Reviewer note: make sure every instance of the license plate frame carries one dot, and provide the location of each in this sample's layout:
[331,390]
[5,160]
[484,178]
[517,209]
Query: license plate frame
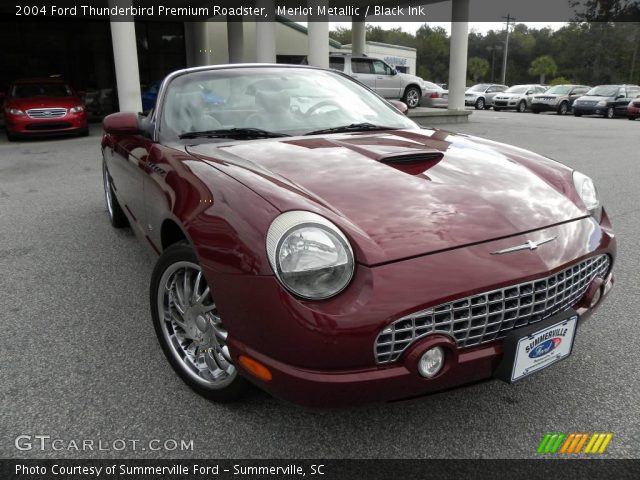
++++++++++++++++++++
Task prompt:
What lines in the material above hold the string "frame"? List them.

Solution to the exercise:
Reviewer note: make sure every instance of the license plate frame carries one dot, and provide the location of each in this sample's layout:
Query: license plate frame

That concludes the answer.